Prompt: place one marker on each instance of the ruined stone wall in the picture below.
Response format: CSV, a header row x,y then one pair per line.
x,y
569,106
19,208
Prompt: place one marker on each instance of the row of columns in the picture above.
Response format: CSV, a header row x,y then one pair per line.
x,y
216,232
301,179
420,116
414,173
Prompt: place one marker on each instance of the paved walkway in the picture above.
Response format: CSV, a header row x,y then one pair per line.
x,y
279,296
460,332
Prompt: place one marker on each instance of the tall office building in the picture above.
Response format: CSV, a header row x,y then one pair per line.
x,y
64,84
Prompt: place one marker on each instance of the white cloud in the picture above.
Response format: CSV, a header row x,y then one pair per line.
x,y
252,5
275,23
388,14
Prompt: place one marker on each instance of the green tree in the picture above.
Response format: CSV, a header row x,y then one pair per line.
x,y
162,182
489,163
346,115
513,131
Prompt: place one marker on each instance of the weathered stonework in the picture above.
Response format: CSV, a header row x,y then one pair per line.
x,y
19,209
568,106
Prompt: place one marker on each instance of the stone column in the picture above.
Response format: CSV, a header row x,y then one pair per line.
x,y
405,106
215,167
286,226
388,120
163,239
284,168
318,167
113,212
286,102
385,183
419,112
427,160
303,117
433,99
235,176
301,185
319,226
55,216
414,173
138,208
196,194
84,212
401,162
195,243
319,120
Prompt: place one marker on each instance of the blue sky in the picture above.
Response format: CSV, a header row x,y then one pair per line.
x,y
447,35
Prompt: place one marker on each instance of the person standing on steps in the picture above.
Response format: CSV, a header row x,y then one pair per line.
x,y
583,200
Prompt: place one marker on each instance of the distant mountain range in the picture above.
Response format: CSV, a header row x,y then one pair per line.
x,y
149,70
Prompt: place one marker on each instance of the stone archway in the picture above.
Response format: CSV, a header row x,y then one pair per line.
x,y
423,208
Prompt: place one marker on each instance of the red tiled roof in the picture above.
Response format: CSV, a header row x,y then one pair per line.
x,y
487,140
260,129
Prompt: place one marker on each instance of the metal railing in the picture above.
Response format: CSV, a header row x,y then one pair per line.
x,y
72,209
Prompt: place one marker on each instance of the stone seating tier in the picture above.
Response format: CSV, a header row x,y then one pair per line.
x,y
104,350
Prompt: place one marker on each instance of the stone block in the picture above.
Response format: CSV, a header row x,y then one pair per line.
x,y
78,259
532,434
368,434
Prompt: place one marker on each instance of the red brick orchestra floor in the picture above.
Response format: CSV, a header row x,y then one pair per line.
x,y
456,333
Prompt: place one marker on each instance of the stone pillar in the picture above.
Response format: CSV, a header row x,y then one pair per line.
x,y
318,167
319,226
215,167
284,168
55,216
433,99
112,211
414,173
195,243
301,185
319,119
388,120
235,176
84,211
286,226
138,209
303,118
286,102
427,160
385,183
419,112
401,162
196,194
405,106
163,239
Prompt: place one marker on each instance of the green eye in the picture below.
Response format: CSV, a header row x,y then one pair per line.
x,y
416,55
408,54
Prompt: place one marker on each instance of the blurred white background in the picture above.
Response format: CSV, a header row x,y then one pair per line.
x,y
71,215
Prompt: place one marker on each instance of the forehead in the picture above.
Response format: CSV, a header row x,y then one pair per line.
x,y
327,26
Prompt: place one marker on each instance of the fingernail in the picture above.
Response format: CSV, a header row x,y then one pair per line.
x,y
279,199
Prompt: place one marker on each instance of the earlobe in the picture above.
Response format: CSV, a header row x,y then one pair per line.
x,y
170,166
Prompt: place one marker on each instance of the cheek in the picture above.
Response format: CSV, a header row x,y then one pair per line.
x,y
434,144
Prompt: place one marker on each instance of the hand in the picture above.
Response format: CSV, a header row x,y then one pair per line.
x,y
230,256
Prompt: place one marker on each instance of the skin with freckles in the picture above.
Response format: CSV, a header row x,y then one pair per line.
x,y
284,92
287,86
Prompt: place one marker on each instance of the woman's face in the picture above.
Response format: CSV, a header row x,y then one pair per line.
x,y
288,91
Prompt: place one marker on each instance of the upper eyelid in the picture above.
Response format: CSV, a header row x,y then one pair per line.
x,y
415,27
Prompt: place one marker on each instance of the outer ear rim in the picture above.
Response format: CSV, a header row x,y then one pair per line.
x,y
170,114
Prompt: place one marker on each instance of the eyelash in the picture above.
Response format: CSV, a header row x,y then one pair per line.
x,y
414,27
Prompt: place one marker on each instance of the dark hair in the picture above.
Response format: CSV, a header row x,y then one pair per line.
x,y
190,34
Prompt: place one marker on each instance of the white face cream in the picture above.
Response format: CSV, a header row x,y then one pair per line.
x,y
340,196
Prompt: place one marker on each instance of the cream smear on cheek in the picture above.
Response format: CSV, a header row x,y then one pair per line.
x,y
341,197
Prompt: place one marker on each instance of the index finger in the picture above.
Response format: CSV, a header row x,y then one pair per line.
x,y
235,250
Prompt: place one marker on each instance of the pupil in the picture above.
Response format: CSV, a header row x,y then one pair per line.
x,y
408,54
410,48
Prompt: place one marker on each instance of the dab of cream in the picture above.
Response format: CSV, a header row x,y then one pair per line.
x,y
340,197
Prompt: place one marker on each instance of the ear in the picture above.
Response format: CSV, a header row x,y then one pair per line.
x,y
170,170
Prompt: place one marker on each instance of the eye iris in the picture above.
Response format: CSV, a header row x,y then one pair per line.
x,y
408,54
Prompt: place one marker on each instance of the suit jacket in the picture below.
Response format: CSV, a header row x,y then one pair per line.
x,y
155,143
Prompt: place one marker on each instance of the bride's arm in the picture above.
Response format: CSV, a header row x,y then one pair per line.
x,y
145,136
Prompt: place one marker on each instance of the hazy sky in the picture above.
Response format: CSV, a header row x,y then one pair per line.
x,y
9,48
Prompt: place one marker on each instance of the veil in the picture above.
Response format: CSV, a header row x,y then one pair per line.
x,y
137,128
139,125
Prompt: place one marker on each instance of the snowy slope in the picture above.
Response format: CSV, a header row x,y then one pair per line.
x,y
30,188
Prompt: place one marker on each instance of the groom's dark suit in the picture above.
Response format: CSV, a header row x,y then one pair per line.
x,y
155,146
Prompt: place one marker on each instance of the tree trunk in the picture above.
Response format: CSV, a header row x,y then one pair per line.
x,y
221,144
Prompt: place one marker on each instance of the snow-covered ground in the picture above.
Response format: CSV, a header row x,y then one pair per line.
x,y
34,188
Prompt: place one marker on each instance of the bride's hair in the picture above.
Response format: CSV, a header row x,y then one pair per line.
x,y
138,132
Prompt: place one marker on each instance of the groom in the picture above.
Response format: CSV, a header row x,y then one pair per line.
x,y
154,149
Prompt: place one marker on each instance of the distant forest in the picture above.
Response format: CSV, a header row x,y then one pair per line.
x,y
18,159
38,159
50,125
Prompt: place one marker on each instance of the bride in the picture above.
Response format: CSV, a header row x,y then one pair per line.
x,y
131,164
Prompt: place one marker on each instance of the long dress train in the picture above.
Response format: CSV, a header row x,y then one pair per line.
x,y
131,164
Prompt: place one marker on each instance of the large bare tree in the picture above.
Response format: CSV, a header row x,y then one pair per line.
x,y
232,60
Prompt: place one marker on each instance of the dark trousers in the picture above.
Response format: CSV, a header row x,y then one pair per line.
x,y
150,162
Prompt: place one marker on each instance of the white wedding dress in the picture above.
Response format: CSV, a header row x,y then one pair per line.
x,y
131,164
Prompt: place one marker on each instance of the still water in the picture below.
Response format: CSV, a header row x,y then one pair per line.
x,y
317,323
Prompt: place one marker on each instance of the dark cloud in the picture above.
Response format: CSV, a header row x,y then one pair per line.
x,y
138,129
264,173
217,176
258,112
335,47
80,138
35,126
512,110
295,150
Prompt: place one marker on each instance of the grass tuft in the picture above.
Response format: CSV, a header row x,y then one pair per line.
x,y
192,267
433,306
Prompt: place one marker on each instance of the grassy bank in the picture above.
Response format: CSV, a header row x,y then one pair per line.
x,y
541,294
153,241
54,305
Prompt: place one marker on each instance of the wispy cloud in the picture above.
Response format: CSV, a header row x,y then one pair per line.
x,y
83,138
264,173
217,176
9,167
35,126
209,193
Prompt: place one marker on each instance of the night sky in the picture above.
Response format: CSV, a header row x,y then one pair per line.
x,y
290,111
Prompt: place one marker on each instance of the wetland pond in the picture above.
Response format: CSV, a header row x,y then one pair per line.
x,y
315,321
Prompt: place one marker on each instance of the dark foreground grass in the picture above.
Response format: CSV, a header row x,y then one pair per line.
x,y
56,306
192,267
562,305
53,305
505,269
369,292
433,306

#### Activity
Please give back exactly the lines of the listing above that run from the one containing "Prompt: place one marker on each instance of the dark hair" through the one containing "Prompt: place one marker on each instance of the dab", and only those.

#### Solution to this task
Prompt: place one marker on each instance of the dark hair in the picture above.
Response format: CSV, a header row x,y then one pair per line.
x,y
190,34
Prompt: place one marker on each instance of the white face cream in the picture above.
Response format: CSV, a header row x,y then one pair per line.
x,y
340,196
Prompt: place one marker on each instance of the cream smear on cheek in the picture above.
Response format: CSV, a header row x,y then one pair per line.
x,y
341,197
Prompt: place one marker on each instance of the index finger in the picture above.
Response format: CSV, a header row x,y then one pair per line.
x,y
235,250
Prompt: place one marker on each instance of the pupil in the picture above.
Response format: CSV, a header row x,y then one pair per line.
x,y
408,54
410,48
Prompt: place one marker on each instance of the dab of cream in the picture above.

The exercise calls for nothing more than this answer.